GIVEN EXERCISE
Send back the entries below exactly as they appear.

RECORDS PROVIDED
/---

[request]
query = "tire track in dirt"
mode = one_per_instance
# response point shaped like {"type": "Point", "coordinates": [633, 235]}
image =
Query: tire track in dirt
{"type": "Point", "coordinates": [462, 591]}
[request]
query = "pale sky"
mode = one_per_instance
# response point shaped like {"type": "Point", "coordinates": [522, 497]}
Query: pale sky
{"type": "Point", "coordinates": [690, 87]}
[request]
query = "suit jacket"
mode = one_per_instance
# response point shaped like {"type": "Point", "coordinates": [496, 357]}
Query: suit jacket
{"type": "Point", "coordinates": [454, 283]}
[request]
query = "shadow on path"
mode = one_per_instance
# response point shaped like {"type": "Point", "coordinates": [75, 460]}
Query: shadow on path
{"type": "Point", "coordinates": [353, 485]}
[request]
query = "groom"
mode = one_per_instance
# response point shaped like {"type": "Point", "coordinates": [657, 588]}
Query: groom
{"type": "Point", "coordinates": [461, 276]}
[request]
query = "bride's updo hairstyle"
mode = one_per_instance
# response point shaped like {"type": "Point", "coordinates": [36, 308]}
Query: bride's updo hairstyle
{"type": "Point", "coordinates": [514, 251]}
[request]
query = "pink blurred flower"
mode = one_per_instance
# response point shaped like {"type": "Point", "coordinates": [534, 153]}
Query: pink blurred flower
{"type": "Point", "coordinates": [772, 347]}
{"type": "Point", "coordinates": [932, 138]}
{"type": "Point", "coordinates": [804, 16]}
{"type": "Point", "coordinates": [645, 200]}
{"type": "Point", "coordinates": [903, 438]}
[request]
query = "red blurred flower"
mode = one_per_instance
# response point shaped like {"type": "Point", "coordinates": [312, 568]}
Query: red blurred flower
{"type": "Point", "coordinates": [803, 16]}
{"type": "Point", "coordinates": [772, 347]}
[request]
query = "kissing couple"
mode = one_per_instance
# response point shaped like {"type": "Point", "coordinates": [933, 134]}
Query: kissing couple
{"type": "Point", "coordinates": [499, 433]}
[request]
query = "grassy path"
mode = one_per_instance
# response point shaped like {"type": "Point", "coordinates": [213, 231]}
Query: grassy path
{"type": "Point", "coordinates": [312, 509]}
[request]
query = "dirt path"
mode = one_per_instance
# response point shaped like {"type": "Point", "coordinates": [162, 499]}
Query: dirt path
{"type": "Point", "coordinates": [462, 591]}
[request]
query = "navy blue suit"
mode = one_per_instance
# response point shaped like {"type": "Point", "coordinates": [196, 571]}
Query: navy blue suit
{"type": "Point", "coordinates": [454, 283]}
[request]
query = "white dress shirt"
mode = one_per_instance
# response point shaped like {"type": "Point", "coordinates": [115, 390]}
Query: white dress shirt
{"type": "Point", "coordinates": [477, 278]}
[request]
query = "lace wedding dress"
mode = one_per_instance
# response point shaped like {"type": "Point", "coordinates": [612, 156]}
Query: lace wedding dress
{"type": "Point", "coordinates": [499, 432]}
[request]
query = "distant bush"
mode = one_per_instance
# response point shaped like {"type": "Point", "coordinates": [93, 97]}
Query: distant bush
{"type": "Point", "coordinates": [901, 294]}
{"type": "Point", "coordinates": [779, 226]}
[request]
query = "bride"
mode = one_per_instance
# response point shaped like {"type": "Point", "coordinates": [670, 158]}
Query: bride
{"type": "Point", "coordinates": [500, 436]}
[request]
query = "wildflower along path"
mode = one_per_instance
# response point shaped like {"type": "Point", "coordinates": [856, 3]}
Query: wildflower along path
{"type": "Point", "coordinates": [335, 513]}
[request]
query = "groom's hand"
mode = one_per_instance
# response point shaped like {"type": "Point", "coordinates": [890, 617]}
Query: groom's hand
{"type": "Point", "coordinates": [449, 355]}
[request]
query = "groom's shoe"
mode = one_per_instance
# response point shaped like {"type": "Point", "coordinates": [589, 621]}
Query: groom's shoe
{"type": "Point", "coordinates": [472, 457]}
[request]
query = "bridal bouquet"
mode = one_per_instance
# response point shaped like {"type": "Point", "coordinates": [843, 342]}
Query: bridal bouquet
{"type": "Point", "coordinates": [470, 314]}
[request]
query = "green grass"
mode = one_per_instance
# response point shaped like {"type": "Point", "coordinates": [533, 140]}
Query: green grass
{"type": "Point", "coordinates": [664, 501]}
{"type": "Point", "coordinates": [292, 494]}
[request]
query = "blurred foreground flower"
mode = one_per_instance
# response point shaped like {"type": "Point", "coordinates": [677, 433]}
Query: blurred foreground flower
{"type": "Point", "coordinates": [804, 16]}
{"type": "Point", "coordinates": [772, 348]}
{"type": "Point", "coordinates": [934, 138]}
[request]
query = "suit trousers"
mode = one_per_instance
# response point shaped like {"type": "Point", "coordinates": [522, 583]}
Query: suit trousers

\---

TASK RESULT
[request]
query = "tire track in dirt"
mode = one_per_instance
# response point shaped like {"type": "Point", "coordinates": [633, 235]}
image =
Query: tire track in dirt
{"type": "Point", "coordinates": [462, 591]}
[request]
query = "pale sky"
mode = one_per_instance
# response point shaped like {"type": "Point", "coordinates": [522, 497]}
Query: pale sky
{"type": "Point", "coordinates": [690, 87]}
[request]
query = "suit jacket"
mode = one_per_instance
# response point shaped like {"type": "Point", "coordinates": [496, 357]}
Query: suit jacket
{"type": "Point", "coordinates": [454, 283]}
[request]
query = "shadow on path"
mode = one_per_instance
# response point shaped like {"type": "Point", "coordinates": [75, 460]}
Query: shadow on path
{"type": "Point", "coordinates": [353, 485]}
[request]
query = "groom"
mode = one_per_instance
# response point shaped like {"type": "Point", "coordinates": [657, 588]}
Query: groom
{"type": "Point", "coordinates": [461, 276]}
[request]
query = "bride's updo hairstyle"
mode = one_per_instance
# response point shaped like {"type": "Point", "coordinates": [36, 308]}
Query: bride's updo hairstyle
{"type": "Point", "coordinates": [514, 251]}
[request]
query = "pink blurred flower"
mode = one_per_instance
# response point shaped like {"type": "Point", "coordinates": [534, 153]}
Query: pink blurred flower
{"type": "Point", "coordinates": [772, 347]}
{"type": "Point", "coordinates": [932, 138]}
{"type": "Point", "coordinates": [804, 16]}
{"type": "Point", "coordinates": [645, 200]}
{"type": "Point", "coordinates": [903, 438]}
[request]
query = "red blurred flower"
mode = one_per_instance
# response point shaped like {"type": "Point", "coordinates": [312, 568]}
Query: red blurred flower
{"type": "Point", "coordinates": [803, 16]}
{"type": "Point", "coordinates": [772, 347]}
[request]
query = "kissing couple"
mode = one_per_instance
# response point shaped like {"type": "Point", "coordinates": [933, 134]}
Query: kissing couple
{"type": "Point", "coordinates": [499, 433]}
[request]
query = "grassy path"
mode = one_per_instance
# response point shaped like {"type": "Point", "coordinates": [213, 231]}
Query: grassy path
{"type": "Point", "coordinates": [312, 509]}
[request]
query = "dirt path"
mode = one_per_instance
# response point shaped like {"type": "Point", "coordinates": [162, 499]}
Query: dirt path
{"type": "Point", "coordinates": [462, 591]}
[request]
query = "navy blue suit"
mode = one_per_instance
# response point shaped like {"type": "Point", "coordinates": [196, 571]}
Query: navy blue suit
{"type": "Point", "coordinates": [454, 283]}
[request]
query = "white dress shirt"
mode = one_per_instance
# response point shaped like {"type": "Point", "coordinates": [115, 390]}
Query: white dress shirt
{"type": "Point", "coordinates": [477, 278]}
[request]
query = "lace wedding dress"
mode = one_per_instance
# response point shaped like {"type": "Point", "coordinates": [612, 156]}
Query: lace wedding dress
{"type": "Point", "coordinates": [499, 432]}
[request]
query = "distant bush"
mode = one_per_instance
# response point shaped like {"type": "Point", "coordinates": [93, 97]}
Query: distant bush
{"type": "Point", "coordinates": [901, 294]}
{"type": "Point", "coordinates": [779, 226]}
[request]
query = "bride"
mode = one_per_instance
# response point shaped like {"type": "Point", "coordinates": [670, 158]}
Query: bride
{"type": "Point", "coordinates": [500, 436]}
[request]
query = "wildflower along path"
mode = one_per_instance
# response point shaped like {"type": "Point", "coordinates": [856, 3]}
Query: wildflower along path
{"type": "Point", "coordinates": [335, 513]}
[request]
query = "groom's hand"
mode = one_per_instance
# response point shaped like {"type": "Point", "coordinates": [890, 617]}
Query: groom's hand
{"type": "Point", "coordinates": [449, 355]}
[request]
query = "groom's shoe"
mode = one_per_instance
# response point shaped like {"type": "Point", "coordinates": [589, 621]}
Query: groom's shoe
{"type": "Point", "coordinates": [472, 457]}
[request]
query = "bridal bouquet"
mode = one_per_instance
# response point shaped like {"type": "Point", "coordinates": [843, 342]}
Query: bridal bouquet
{"type": "Point", "coordinates": [470, 314]}
[request]
query = "green grass"
mode = one_per_instance
# response point shaped like {"type": "Point", "coordinates": [533, 140]}
Query: green grass
{"type": "Point", "coordinates": [664, 501]}
{"type": "Point", "coordinates": [292, 494]}
[request]
query = "blurred foreground flower"
mode = one_per_instance
# response point shaped like {"type": "Point", "coordinates": [677, 433]}
Query: blurred foreground flower
{"type": "Point", "coordinates": [804, 16]}
{"type": "Point", "coordinates": [772, 348]}
{"type": "Point", "coordinates": [934, 138]}
[request]
query = "suit trousers"
mode = one_per_instance
# response point shaped like {"type": "Point", "coordinates": [522, 583]}
Query: suit trousers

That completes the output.